Things to do:
(1) Summarize the article on urban alleys in two sentences.
(2) Answer each question using the article on urban alleys:
(a) How many unimproved alleys does Denver plan to pave by 2016?
(b) Which street does the article call the oldest residential street in the country?
(c) Who is the executive director of the Walnut Hills Redevelopment Foundation?
(3) Write the next part of the article on urban alleys, picking up after its final sentence.

Start of Extracted text

Alleys become pathways to urban revitalization

This might just be the most desolate alley in Denver.

Under the Evans Avenue Bridge and a stone's throw from the railroad tracks, this is an absolutely forgotten urban place, complete with the requisite tires, mattresses and beer bottles amidst the waist-high tumbleweeds.

Most of Denver's 4,000 alleys have been paved, and there are plans to pave the remaining 150 unimproved alleys by 2016. But the alleys are home to tens of thousands of dumpsters, which in turn attract illegal dumping, which in turn means plenty of scavenging.

But change is afoot. Last fall, the Rialto Cafe organized Brewer's Alley, a beer-tasting event, in the alley behind the restaurant. Several plans are in the works to activate downtown alleys off of the pedestrian 16th Street Mall.

Urban passageways

Of course, alleys haven't always been unkempt urban voids. Alleys are as old as cities themselves, and they started off as public spaces. Dating to the early 1700s, Elfreth's Alley in Philadelphia is the oldest residential street in the country.

The word alley is more than 600 years old, owing its origin to the French alee, meaning "walking or passage," and aler, or "go." Walking and going are rarely what modern alleys are all aboutbut they inherently remain passages.

While U.S. cities have largely eschewed alley uses that don't involve garbage or garages, pre-automobile cities all over the world have historic alleys that were meant for people, complete with housing, stores, restaurants, bars and parks.

It follows that many cities are trying to activate—or re-activate—their alleys and make them human-scale places, sometimes with restaurants, retail and outdoor art. Cities from Los Angeles to Washington, D.C., are activating alleys for temporary special events as well as making aesthetic and functional improvements for the long haul.

Cincinnati reclaims alleys

Five Points Alley is in the heart of Walnut Hills, one of Cincinnati's most historic commercial corridors, with five alleys intersecting in the heart of a busy block.

Kevin Wright, executive director of the Walnut Hills Redevelopment Foundation, says revitalization is underway in Walnut Hills, but as the street side started to bounce back, the alleys resisted change.

End of Extracted text
Start of Data entries

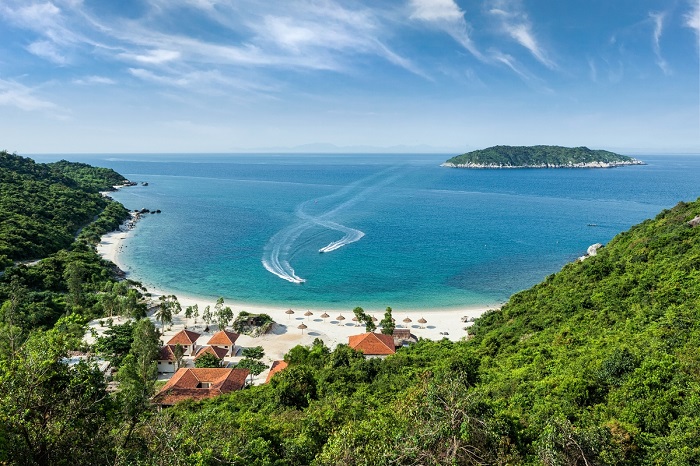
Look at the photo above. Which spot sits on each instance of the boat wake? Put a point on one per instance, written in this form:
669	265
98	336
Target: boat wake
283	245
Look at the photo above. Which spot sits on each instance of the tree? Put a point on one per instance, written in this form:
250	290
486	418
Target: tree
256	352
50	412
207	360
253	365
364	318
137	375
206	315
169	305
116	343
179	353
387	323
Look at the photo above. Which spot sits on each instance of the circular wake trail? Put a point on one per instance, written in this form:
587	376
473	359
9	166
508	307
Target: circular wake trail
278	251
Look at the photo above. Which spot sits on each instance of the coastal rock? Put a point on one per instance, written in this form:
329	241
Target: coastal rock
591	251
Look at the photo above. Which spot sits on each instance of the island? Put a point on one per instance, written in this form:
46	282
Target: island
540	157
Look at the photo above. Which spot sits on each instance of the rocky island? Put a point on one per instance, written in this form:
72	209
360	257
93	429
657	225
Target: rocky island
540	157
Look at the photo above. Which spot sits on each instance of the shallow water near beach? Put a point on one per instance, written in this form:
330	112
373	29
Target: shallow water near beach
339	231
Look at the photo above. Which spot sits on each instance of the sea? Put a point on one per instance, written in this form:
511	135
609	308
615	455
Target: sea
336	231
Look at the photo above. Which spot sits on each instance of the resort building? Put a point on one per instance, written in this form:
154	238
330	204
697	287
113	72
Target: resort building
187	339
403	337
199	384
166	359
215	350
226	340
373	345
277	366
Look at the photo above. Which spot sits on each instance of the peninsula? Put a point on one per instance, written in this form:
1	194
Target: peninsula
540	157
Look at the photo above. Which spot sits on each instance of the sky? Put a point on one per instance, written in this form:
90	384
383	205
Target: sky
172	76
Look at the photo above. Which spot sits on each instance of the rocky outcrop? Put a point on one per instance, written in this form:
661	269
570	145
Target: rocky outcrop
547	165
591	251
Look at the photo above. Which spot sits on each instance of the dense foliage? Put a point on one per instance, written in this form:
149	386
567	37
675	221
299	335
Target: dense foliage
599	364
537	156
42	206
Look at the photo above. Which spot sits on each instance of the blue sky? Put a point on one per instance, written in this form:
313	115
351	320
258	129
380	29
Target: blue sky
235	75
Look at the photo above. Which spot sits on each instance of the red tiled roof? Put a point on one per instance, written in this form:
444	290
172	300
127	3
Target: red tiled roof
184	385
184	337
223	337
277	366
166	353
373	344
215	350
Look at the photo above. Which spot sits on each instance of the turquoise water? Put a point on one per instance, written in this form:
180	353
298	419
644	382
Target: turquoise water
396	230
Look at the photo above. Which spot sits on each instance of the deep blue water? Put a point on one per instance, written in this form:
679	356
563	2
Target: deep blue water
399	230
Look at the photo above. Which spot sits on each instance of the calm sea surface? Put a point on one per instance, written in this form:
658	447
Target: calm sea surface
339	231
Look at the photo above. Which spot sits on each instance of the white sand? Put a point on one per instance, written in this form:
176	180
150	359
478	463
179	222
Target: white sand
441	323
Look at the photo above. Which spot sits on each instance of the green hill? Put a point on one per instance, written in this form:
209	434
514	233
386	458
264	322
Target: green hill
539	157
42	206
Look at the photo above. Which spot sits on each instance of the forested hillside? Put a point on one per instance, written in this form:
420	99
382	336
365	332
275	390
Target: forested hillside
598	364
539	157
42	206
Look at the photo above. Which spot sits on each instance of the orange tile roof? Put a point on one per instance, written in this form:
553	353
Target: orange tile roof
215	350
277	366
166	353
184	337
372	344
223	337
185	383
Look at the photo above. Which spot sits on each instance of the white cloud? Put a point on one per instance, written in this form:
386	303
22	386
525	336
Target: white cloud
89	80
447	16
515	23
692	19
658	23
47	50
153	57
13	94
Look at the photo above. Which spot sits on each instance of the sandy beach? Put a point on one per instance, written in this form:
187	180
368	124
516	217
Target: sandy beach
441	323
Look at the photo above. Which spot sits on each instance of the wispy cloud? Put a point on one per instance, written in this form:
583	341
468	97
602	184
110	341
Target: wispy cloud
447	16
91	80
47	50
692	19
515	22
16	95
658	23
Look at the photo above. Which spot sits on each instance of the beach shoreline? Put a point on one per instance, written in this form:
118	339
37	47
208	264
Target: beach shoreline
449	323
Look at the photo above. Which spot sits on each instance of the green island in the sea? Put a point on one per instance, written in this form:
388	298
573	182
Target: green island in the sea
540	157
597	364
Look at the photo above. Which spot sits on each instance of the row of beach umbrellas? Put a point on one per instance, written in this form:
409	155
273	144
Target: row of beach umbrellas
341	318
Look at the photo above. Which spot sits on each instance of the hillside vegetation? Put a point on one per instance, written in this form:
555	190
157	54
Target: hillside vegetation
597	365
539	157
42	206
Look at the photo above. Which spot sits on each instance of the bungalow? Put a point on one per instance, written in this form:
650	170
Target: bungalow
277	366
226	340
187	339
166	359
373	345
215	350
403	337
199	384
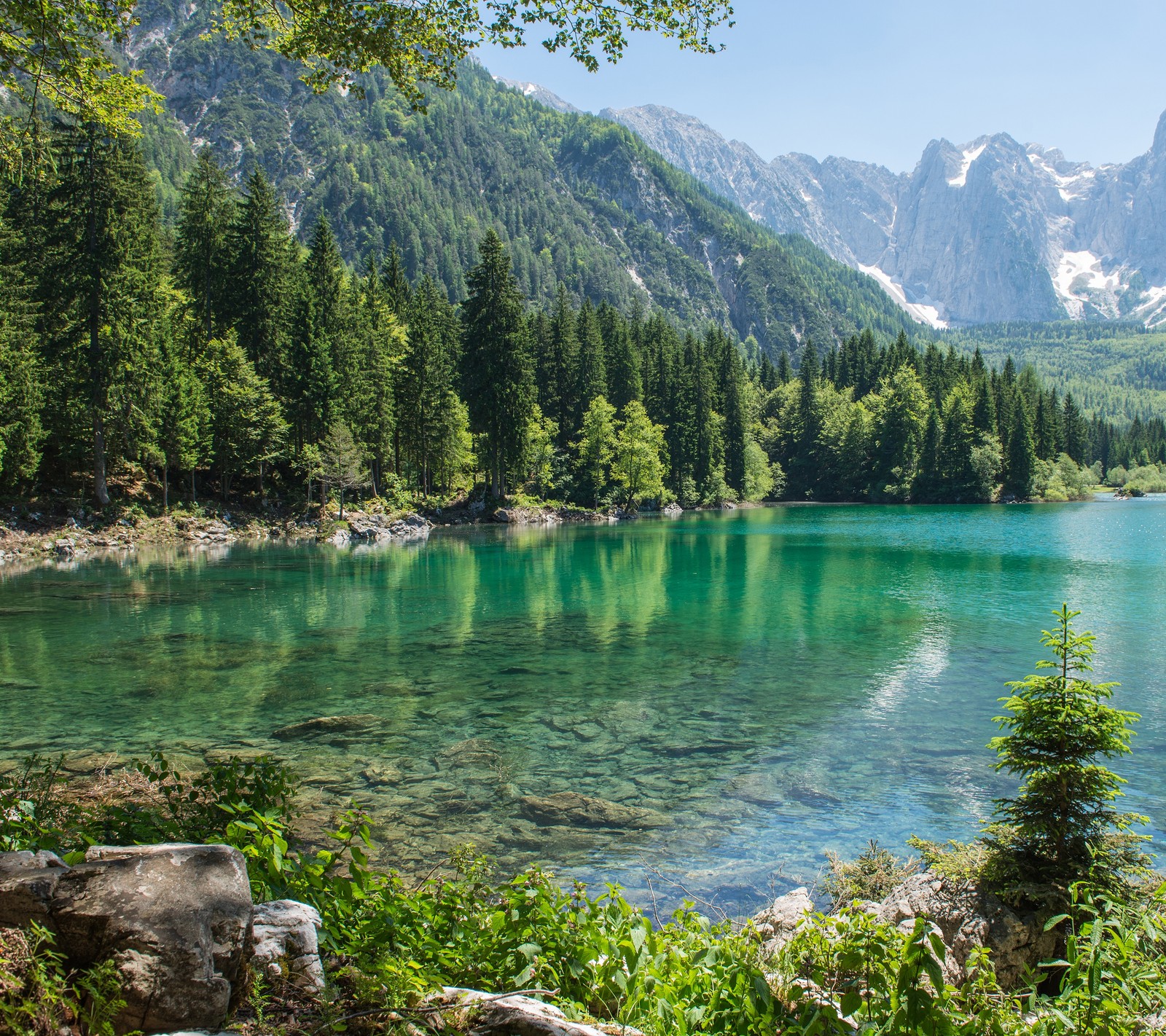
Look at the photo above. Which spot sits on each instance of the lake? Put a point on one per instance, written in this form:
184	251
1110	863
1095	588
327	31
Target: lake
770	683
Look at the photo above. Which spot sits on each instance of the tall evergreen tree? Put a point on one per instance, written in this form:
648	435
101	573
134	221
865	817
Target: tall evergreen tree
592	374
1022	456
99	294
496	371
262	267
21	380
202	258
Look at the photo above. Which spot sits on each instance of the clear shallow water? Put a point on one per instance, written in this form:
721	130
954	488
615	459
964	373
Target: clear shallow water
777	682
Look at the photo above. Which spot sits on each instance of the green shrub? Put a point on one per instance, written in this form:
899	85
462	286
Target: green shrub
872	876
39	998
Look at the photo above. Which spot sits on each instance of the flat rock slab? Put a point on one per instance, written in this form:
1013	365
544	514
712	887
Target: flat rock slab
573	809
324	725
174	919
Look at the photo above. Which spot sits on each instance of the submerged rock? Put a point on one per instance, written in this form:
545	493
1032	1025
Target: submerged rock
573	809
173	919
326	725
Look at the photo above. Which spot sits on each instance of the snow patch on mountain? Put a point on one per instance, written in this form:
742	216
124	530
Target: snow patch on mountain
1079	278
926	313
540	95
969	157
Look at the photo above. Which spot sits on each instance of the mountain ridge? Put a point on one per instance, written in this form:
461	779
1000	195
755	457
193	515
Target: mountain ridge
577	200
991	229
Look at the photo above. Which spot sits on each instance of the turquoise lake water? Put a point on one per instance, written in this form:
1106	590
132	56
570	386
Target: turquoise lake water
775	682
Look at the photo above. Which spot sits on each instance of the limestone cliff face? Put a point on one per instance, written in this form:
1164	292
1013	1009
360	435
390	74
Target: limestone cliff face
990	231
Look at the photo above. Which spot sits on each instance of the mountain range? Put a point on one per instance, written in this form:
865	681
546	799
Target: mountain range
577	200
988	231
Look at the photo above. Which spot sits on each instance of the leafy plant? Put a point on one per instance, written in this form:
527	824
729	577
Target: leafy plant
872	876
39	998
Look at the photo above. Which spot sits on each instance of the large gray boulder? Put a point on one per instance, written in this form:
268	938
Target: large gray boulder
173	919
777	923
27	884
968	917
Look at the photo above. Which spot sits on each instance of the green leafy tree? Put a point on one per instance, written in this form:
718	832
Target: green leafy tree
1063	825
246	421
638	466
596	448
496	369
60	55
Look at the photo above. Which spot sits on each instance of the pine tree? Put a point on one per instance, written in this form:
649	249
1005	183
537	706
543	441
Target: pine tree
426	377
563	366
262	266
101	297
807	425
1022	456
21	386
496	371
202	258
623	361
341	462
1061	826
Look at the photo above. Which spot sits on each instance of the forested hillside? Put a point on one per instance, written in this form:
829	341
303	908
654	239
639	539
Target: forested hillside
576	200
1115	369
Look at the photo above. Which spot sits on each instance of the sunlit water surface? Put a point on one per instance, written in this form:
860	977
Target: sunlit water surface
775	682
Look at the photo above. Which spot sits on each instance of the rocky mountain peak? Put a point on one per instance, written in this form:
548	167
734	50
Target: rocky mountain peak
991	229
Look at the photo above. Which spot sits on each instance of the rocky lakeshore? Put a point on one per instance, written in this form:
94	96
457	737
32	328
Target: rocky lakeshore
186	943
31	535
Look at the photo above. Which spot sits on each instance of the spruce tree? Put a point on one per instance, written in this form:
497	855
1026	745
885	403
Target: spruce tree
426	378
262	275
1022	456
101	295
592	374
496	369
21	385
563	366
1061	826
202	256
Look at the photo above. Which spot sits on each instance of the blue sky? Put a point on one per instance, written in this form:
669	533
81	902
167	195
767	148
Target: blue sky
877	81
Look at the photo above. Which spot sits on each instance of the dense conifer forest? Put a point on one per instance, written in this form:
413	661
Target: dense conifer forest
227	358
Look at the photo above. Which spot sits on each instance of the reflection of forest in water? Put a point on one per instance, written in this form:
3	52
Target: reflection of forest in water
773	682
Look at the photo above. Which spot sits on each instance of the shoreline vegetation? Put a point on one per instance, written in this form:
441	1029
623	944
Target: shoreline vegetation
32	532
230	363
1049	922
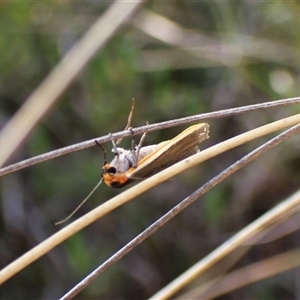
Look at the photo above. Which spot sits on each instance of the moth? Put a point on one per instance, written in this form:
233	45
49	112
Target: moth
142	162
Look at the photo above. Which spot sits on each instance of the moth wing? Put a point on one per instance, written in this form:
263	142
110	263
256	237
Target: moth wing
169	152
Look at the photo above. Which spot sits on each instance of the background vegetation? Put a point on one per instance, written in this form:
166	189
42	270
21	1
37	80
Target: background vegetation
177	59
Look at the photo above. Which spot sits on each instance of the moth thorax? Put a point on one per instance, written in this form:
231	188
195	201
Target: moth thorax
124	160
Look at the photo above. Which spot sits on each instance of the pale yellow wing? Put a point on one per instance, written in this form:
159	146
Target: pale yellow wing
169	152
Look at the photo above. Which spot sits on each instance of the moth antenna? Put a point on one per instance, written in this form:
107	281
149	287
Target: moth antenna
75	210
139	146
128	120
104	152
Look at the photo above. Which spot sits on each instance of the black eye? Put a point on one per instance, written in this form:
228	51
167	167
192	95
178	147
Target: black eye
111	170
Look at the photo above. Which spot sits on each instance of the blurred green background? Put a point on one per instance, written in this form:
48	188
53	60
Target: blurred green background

End of Data entries

Task results:
(1) Most of Denver's alleys are paved but neglected, and their dumpsters attract illegal dumping, though a beer-tasting event behind the Rialto Cafe and plans for alleys off the 16th Street Mall point to change. Alleys began as public spaces, and cities from Los Angeles to Washington, D.C., are now trying to activate them with temporary events and long-term improvements.

(2)
(a) 150
(b) Elfreth's Alley in Philadelphia
(c) Kevin Wright

(3)
"The alleys were a safety problem and a problem in general," Wright says. "They were a dumping ground, a source of drug dealing and prostitution."

But they also have some serious potential. Of Five Points Alley, "There's nothing else like it in the city, maybe in the country," he contends. "There's a very unique sense of discovery. You would have no idea it's there. It just needs a little TLC and activation."

Wright says he came up with a way to do just that about two years ago when he explored the then-blighted Five Points Alley with a pair of collaborators.

At the intersection of the five alleys, an overgrown parcel caught Wright's eye. "This green space was covered with trash and weeds that became trees—they were literally 30 feet high," he says. "That got my mind moving."

Wright came up with a plan to activate Five Points Alley as a public space: Community cleanup days followed by pop-up beer gardens centered on the once-overgrown green spot.

For 2014, Wright is looking to bring the activation of Five Points Alley to the next level. The goal is to reactivate the space with regular events. A coffeehouse has opened, and a historic public restroom called the Public Comfort Station will be reborn as a bar.

"In 18 months, [Five Points Alley] will become a really nice space with activated buildings around it," Wright says. "I think it's going to be a huge piece for us."

Seattle-style: Clean, green, activate

Daniel Toole's interest in alleys arose after he moved to Seattle in 2008 to work as an architect.

Walking to work every morning, "I noticed the alleys and started walking through them," Toole explains. “You are in kind of a different world in an alley. It's a real genuine experience of a city."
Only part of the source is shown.